Document excerpt:
Review: The Slickrock Paradox


by Stephen Legault


Opening line: She was not there.

The first paragraph of this claustrophobic, taut tale takes us, paradoxically, to the wide-open Utah desert, where Silas Pearson is searching for a missing woman. He knows his quest is likely hopeless. This expanse of red sandstone may look flat but it is creased with crevices, some of them hundreds of feet deep. An unwary hiker might break an ankle stumbling across a narrow rift and die of heat exhaustion under the sun, or fall into black depths and drown as the next rainstorm funnels through the gully. Yet Silas keeps looking, obsessively mapping the terrain a few days each week, marking off his search areas in 7.5 inch grid squares on the small-scale topographical maps that paper his living room walls. He has done this, we learn, for the past three-plus years, seeking his wife.

By the end of Chapter One, I shared Silas’ obsession, drawn in by his close observation of the rock itself, by his attention to every nuance of weather and geography that might offer a clue to her end. My desire to learn his wife’s fate, and to understand the web of emotions that drove his obsessive hunt, carried my eyes from sentence to sentence, page to page, while the sere landscape built itself in my mind.

The Slickrock Paradox takes us through terrain as unforgiving on the outside as Silas’ inner country is to him. This is a novel for those who love wilderness as passionately as they do a gripping, suspenseful mystery.

Data shown:
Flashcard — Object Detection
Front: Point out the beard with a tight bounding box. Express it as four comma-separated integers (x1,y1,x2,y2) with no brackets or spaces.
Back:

Exercise objective: In the book review, for how long has Silas Pearson been searching for his wife?

Result of the exercise: For the past three-plus years.